What to produce » Your answer should repeat every line of the records below in which the word "metal" appears.

Exercise data »
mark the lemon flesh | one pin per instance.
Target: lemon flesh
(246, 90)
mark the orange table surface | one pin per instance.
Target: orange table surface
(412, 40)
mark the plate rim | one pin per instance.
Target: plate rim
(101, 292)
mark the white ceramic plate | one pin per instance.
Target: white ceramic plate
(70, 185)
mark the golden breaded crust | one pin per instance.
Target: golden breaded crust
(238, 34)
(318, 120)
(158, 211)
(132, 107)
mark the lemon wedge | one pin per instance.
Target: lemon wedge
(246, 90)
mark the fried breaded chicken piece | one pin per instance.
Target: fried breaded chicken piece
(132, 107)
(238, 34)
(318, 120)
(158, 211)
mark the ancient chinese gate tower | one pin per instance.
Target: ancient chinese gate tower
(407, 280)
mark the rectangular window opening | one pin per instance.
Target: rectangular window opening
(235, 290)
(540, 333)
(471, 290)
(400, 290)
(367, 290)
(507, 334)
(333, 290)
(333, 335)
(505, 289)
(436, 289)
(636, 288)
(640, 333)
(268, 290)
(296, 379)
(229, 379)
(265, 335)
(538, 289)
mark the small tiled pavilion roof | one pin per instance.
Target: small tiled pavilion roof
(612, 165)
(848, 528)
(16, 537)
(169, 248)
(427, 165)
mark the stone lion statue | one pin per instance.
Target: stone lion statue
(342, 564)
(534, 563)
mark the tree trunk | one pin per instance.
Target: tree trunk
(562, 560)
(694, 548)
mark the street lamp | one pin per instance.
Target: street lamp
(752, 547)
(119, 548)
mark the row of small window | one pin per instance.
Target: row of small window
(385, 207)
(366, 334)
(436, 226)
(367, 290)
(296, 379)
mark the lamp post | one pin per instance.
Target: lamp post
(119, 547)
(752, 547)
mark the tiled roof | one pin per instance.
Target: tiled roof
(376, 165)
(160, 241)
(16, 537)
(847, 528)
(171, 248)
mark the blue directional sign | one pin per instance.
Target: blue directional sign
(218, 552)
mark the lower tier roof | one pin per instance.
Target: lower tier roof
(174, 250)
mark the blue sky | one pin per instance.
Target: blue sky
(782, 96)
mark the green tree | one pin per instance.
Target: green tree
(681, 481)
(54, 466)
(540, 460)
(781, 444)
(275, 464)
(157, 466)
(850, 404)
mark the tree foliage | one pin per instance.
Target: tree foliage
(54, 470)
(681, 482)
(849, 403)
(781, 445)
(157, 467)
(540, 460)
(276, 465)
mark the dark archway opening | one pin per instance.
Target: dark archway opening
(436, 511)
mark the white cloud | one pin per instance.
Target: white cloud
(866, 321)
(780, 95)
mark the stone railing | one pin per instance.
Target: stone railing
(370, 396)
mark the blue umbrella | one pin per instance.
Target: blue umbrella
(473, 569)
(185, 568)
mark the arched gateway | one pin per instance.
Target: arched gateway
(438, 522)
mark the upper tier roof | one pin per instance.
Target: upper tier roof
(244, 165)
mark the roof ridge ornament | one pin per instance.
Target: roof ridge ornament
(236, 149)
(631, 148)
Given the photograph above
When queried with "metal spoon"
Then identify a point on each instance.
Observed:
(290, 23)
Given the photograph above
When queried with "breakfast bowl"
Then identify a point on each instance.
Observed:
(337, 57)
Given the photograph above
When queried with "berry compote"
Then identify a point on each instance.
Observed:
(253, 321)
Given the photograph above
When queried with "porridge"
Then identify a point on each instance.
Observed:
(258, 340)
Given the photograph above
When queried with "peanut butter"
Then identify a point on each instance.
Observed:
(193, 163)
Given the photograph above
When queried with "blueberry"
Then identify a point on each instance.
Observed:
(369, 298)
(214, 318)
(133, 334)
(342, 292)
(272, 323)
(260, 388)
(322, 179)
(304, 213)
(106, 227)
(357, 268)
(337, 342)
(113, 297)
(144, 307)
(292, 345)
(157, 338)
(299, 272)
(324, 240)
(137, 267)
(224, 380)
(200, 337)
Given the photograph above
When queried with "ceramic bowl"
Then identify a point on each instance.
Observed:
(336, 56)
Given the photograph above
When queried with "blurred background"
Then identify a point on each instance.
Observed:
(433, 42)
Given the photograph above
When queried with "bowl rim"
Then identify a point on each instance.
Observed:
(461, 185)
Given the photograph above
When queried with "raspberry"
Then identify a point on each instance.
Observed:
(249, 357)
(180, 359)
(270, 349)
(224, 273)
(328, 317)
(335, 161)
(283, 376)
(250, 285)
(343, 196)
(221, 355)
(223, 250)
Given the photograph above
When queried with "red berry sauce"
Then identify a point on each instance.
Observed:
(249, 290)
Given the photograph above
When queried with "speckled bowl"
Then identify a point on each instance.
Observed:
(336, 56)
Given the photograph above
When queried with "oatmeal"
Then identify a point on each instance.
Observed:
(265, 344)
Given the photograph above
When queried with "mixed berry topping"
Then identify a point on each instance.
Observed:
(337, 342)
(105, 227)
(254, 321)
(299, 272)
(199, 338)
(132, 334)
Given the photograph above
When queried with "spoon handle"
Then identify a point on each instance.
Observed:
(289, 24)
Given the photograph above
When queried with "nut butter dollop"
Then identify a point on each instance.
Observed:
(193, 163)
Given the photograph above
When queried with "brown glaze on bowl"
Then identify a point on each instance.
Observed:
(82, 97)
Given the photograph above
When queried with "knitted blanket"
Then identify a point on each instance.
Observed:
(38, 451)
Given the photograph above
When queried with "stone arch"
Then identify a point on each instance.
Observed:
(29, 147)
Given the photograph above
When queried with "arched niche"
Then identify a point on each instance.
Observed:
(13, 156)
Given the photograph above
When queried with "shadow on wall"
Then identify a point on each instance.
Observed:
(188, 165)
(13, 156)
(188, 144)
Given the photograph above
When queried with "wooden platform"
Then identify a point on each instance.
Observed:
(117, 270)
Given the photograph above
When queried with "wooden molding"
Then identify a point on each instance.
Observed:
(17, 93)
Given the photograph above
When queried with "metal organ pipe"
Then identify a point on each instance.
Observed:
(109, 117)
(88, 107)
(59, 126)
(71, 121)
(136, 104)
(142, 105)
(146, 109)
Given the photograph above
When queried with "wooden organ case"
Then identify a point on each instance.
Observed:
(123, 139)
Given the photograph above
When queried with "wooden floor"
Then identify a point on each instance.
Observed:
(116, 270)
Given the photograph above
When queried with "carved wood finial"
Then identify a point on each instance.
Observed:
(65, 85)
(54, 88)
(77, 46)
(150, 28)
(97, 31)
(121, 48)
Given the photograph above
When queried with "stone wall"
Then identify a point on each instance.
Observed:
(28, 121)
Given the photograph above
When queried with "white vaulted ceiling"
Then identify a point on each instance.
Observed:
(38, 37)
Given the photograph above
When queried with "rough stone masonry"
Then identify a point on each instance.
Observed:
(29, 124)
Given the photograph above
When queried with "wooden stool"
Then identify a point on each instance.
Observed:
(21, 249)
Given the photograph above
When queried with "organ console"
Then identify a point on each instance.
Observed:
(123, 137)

Written reply »
When queried with "metal spoon"
When queried with "metal organ pipe"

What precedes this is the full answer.